▸ BRANO DI RIFERIMENTO
___
I continuatori dell’opera di Quirino Zanelli vengono individuati soprattutto in Marco Castellari e Isaia Zanetti. Ma vi sono altri poeti che possono rientrare nella corrente della scuola del Fòsola. E, di sfuggita, si può affermare che ci sono anche autori viventi  che, per le caratteristiche, possono essere considerati dei continuatori della scuola del Fòsola.

Marco Castellari veniva soprannominato Marchèt da la Cêša perché la sua famiglia era a mezzadria presso il parroco di Felina. Si allontanò dal paese solo per il servizio militare (prima guerra mondiale), e poi per la prigionia in Germania durante la seconda. La satira di Marchèt è “pungente, si, ma sempre rispettosa e serena, ... e portò i paesani a riflettere su quanto di bene e di male accadeva nell’ambito della comunità” (3).  Le satire di Marchèt sono dei quadretti che ci descrivono la Felina del tempo. C’è ancora, tra gli anziani, chi ricorda parte di una satira intitolata La luce elettrica a Rivolvecchio, ove l’autore ci offre la cronaca degli avvenimenti e la caratterizzazione delle persone:

 Arvulvè-c l’é un paešîn

téu-c parênt, quasi cušîn.

Di stranòm lûr i gh’ n’han tân-c,

ûn a tèsta i gh’l’han téu-c quân-c.

Ûn l’é Pàsra, ûn l’é Tulîn,

ûn Barbûn (che e’ srê Fraschîn),

ma Tajadèla l’é un grân fatûr,

lû l’è ‘l pu’ ch’ a fà d’ l’armûr.

Lû l’é un òm ânch da rispèt

pr’ e’ pasâ e po’ anch adès,

e ‘l n’é mia ûn bastasìa,

(l’é stâ gièudze ânch  e’ d’ la via!). (4)

[Rivolvecchio è un paesino / ove tutti sono parenti, se non cugini. / Soprannomi loro ne hanno tanti: /ne hanno almeno uno ciascuno. / Uno si chiama Passera, uno Attolini, / uno Barbone (che sarebbe Francesco) / ma Tagliatella è un grande fattore: / è quello che fa più rumore di tutti. / È anche una persona da rispettare / sia per il passato come per il presente. /  Non è uno purchessia: / è stato anche giudice della strada!].
___
▸ MATERIALE MOSTRATO

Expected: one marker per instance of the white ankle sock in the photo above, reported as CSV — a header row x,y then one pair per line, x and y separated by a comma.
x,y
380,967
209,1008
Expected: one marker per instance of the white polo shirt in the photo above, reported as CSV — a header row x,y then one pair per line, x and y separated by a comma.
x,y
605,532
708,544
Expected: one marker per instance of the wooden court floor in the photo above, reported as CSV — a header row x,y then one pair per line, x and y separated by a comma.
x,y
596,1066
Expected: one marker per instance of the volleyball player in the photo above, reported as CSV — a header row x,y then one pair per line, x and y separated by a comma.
___
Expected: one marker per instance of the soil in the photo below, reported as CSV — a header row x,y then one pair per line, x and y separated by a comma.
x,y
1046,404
___
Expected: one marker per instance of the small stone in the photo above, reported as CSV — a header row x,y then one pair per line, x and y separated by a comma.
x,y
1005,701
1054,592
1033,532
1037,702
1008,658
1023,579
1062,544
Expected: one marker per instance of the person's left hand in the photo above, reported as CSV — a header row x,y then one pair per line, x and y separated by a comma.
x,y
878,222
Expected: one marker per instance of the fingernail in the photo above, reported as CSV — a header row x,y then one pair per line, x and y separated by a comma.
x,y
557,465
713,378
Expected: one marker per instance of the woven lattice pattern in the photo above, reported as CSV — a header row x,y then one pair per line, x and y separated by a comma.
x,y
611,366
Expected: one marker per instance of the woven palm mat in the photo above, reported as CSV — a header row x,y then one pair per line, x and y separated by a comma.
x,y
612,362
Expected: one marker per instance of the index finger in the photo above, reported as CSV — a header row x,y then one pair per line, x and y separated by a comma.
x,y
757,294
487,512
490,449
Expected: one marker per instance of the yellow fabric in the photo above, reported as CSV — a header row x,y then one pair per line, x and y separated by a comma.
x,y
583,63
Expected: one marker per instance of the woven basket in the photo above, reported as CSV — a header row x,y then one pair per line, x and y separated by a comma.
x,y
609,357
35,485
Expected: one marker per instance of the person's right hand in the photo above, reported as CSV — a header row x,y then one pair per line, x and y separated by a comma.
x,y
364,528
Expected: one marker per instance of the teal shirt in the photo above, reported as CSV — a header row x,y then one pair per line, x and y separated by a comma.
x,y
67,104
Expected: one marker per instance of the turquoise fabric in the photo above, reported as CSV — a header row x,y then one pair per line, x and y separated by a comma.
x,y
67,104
___
▸ COMPITI SCRITTI
1. Aggiorni il brano di riferimento sulla scuola del Fòsola: ne riscriva la parte che parte da "téu-c parênt, quasi" e si estende fino a "fà d’ l’armûr.", mettendo "Tagliatella" al posto di "Tajadèla".
2. Secondo il brano sulla scuola del Fòsola, per quale motivo Marco Castellari veniva soprannominato Marchèt da la Cêša?
3. Riprenda il brano su Marco Castellari e la scuola del Fòsola dal punto in cui si interrompe e lo prosegua.

▸ I RISULTATI
1.
téu-c parênt, quasi cušîn.

Di stranòm lûr i gh’ n’han tân-c,

ûn a tèsta i gh’l’han téu-c quân-c.

Ûn l’é Pàsra, ûn l’é Tulîn,

ûn Barbûn (che e’ srê Fraschîn),

ma Tagliatella l’é un grân fatûr,

lû l’è ‘l pu’ ch’ a fà d’ l’armûr.

2. Perché la sua famiglia era a mezzadria presso il parroco di Felina.

3.
Segue poi la descrizione di tutti i preparativi, della messa in opera degli impianti con relativi contrattempi e il cenone finale assieme agli operai dell’azienda elettrica:

 Ultimâ po’ ânch e’ lavûr

i’ han catâ  un sunadûr.

Lûr i’ han fàt ‘na grân magnàsa

che e’ gh’ n’ajêvne d’ògni ràsa,

e d’e’ vîn in quantitâ,

ch’i’ n’han abbû pu’ d’ trî quintâ.

[Ultimati poi i lavori / hanno rintracciato un suonatore, / hanno fatto un cenone / ove avevano cibo d’ogni sorta / e vino in quantità / ché ne avranno bevuto più di tre quintali].

Tra coloro che si allacciano alla corrente elettrica c’è anche una famiglia che definire povera è da ottimisti. Ma rinunciare alla luce significava rimandare a chissà quando la possibilità di allacciarsi. Genitore e figli decidono di rinunciare ai due maiali allevati per uso familiare. Ma l’acquirente vuole le bestie direttamente a Castelnovo. E allora...

 Càrga sú sti dû pursê,

ûn da co’, cl’âter da pê,

int un casûn fat a cariöla.

Quànd i’ên cûntra a Manderiöla

ste casûn al gh’é sbandâ

e i dû pôrs i’ gh’ên  scapâ.

[Carica questi due maiali / uno da capo, l’altro da piedi, / su un cassone simile ad una carriola. / Ma quando giunsero di fronte a Mandriola / il cassone si è rovesciato / e i maiali sono fuggiti].

Per colmo di iella il commerciante non vuole più i due maiali perché, nel cadere, si erano contusi.

Si diceva, all’inizio di questa proposta, che il senso del buon umore e dell’ironia è innato nel montanaro, anche nelle circostanze più tristi. Marchèt è in un campo di concentramento a Francoforte. Si sentono, sempre più vicini, i bombardamenti dei russi. Ordine immediato di evacuare il campo e trasferirsi altrove, verso chissà quale luogo. Marchèt scrive alla moglie:

Cara mujêra,

me i’ t’a scrév anch pra stavolta

ch’a srà forse l’ûtma volta.

Certamênt dadché a ‘n se scapa:

chiêtre (i russi) i vènne a spada tràta.

Andò s’ vàga che ‘n se sà:

lé pu’ facil vers luntân che vers ca’.

Ad ògni môdo t’al sarê

quànd i’ vègn, pu’ t’am vedrê.

[“Cara moglie, / ti scrivo anche per questa volta / che forse sarà l’ultima volta. / Certamente da qui non si fugge: / gli altri arrivano a spada tratta. / Ove si vada nessuno lo sa: / è più facile lontano che verso casa. / In ogni modo lo saprai / quando arrivo: poi mi vedrai”].

(1)       Cfr. La véta muntanāra, pg. 95 e seguenti.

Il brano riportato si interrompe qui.